For every entry that follows, return the words exactly and omit any picture.

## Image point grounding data
========================================

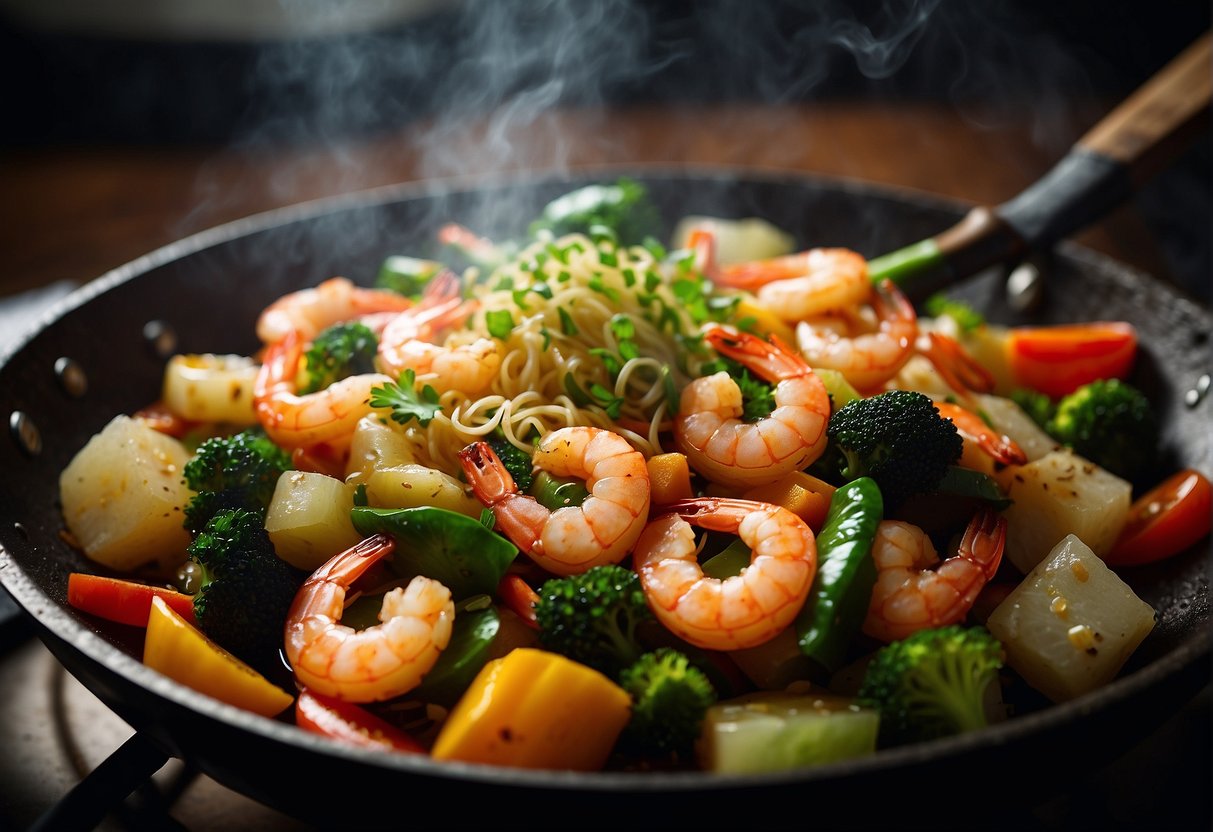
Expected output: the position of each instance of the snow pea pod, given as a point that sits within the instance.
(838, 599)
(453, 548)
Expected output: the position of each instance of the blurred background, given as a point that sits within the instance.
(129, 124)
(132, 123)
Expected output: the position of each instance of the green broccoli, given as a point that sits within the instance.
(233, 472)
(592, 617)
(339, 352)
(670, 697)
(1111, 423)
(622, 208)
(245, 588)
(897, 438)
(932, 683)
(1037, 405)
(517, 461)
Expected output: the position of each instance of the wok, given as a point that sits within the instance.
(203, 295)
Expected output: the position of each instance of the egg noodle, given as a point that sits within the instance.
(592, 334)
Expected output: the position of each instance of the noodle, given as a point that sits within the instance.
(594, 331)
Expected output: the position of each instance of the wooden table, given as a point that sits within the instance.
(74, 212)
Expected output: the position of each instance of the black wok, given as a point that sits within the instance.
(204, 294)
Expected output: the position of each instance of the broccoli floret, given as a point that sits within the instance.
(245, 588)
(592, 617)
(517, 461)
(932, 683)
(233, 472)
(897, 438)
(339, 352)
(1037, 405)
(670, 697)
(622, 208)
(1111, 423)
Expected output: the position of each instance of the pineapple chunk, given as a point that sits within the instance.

========================================

## RESULT OF THIS EXERCISE
Expected output: the position of each instance of the snow pea pod, given as a point that sits within the instance.
(838, 599)
(453, 548)
Expected output: the position of each instance of the blurred background, given as a point that sits within the instance.
(129, 124)
(132, 123)
Expected output: the position of each instance of the green broccoli, given as a point that sits within the instance.
(233, 472)
(592, 617)
(339, 352)
(670, 697)
(1111, 423)
(622, 208)
(245, 588)
(897, 438)
(932, 683)
(1037, 405)
(517, 461)
Expected output: the position of each instance of the wok, given as a point that sits within the instance.
(203, 295)
Expected output: the position of each instance of the egg noodle, given as a point that sits within the instance.
(592, 334)
Expected output: the position of each instance of the noodle, given as a point that sits within the instance.
(594, 331)
Expected output: the position of each instance of the wooden table, given as a point that sits within the instance.
(74, 212)
Expected output: the position of each instance of the black wok, given as a point that sits within the instance.
(204, 294)
Expected output: the position of each instance of the broccoli floret, given as a point that sits within the instance.
(245, 588)
(592, 617)
(517, 461)
(932, 683)
(233, 472)
(897, 438)
(339, 352)
(1037, 405)
(670, 697)
(622, 208)
(1111, 423)
Expected output: the position of each instance of the pineapple chunk, given as a point that sits within the instance.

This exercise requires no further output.